▸ What this task involves
In the text on trading PCAs, why does the value of each agent's overall holdings stay unchanged when a rich agent buys a PCA from a poor agent?

▸ Text excerpt
■ ■ ■

Finally, a third reason for opposing a trade in PCAs appeals to the claim that such a trade will worsen existing social injustices. We would not, according to this view, be concerned about a trade in PCAs if we lived in a just society. But given that we do not live in a just society—because distributions of goods in society are the result of historical injustices, or because they do not satisfy wider egalitarian principles of justice—we ought not to allow a trade in PCAs. Rather, we ought to distribute PCAs in a just manner and insulate that distribution against the unequalizing effects of the market.

In what sense would a trade in PCAs worsen existing injustices? Not in the sense of giving the rich more overall or the poor less overall. When a rich agent buys a PCA from a poor agent, the value of each agent's overall holdings remains unchanged, since the value of the PCA is equal to the value of the money transferred. The only sense in which a trade in PCAs would worsen existing injustices is in the sense that the rich would, because of the injustice, have greater access than the poor to emission-dependent goods. But why arbitrarily pick out access to emission-dependent goods? The rich may have greater access to emission-dependent goods if PCAs are tradable than if they are not, but they would also have less access to other goods (because they will have spent some of their money on PCAs), and the poor will have more access to other goods (because they have earned money by selling PCAs). The real problem is the underlying injustice, and that cannot be remedied simply by prohibiting a trade in PCAs. So, like the previous two arguments, I conclude that this third argument also fails to provide a convincing case for rationing PCAs.

■ ■ ■

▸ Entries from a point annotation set
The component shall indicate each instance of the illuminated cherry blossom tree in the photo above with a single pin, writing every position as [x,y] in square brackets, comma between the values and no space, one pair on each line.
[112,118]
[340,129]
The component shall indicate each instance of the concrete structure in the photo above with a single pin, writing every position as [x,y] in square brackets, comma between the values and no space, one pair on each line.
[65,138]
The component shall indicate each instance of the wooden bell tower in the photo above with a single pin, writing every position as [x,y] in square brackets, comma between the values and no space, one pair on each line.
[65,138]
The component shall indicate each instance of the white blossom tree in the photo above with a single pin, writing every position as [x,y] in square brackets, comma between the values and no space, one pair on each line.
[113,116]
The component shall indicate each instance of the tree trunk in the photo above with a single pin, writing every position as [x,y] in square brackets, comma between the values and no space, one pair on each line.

■ ■ ■

▸ Exercise solution
The value of the PCA is equal to the value of the money transferred.